While you might not like obtaining results that are not statistically significant, these results can stop you from jumping to conclusions and making decisions based on random noise in your data! High p-values help prevent costly mistakes. After all, if you base decisions on random error, you won’t gain the benefits you expect. This protection against jumping to conclusions applies to studies about teaching methods, medication effectiveness, product strength, and so on.
High p-values can be a valuable caution against making rash decisions or drawing conclusions based on differences that look important but might be random error!
If I get a result like the following after performing the non-parametric Kruskal-Wallis test (31 observations, 7 groups that I compared) and calculating the epsilon-squared effect size (e2). I get high p-values and high e2 values. Is this another example for random errors?
variables obs.tot obs.groups df statistic pvalue e2
variable1 31 7 6 12.5 0.0514 0.42
variable2 31 7 6 11.6 0.0723 0.39
variable3 31 7 6 8.0 0.2391 0.27
variable4 31 7 6 6.8 0.3411 0.23
Thanks!

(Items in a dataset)

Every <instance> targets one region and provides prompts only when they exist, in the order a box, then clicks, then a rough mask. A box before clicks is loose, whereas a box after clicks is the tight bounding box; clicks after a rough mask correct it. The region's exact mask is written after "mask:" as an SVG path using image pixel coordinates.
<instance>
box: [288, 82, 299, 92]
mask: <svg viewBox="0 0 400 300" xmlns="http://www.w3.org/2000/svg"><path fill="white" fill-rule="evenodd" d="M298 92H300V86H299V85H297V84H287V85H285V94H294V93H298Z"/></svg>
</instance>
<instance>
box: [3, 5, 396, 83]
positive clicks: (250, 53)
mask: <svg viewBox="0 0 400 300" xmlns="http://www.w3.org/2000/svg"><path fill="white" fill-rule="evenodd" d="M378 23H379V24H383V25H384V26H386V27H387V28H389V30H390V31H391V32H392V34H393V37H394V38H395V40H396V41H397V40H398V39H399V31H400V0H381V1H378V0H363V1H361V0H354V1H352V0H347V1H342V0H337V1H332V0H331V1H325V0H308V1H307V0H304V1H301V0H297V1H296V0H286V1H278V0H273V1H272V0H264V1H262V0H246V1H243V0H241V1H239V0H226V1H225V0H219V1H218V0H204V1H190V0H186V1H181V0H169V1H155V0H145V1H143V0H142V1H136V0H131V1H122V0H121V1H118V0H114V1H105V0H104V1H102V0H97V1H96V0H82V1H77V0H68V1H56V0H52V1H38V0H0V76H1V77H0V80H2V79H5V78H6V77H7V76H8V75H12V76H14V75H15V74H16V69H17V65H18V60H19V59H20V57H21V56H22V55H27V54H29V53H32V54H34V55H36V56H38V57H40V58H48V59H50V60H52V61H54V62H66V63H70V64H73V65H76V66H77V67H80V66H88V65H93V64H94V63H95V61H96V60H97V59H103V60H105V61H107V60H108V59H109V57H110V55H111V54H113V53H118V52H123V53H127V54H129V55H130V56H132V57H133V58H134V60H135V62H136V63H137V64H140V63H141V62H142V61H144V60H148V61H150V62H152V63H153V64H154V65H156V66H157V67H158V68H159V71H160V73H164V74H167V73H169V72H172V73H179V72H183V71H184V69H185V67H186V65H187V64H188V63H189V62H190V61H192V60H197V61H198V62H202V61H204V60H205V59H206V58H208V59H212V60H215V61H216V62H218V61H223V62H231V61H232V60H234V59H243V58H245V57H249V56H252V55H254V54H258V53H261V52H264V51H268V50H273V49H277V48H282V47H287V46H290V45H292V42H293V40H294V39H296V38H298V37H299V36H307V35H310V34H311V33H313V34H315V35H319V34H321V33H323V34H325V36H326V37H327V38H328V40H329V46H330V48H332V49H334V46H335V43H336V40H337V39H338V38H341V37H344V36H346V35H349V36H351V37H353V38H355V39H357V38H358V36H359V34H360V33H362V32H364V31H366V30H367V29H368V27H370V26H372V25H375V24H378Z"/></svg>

**To do**
a - According to the text on p-values, how many observations and groups went into the Kruskal-Wallis test?
b - Condense the paragraph of the text on p-values that begins "While you might not like obtaining results" into a short bulleted list that keeps its main facts.
These items come from a different source than the text on p-values.

**Answers to the tasks**
a - 31 observations across 7 groups.

b -
- Results that are not statistically significant keep you from jumping to conclusions and from deciding based on random noise in your data.
- High p-values help prevent costly mistakes, because decisions based on random error won't deliver the expected benefits.
- This protection applies to studies of teaching methods, medication effectiveness, product strength, and so on.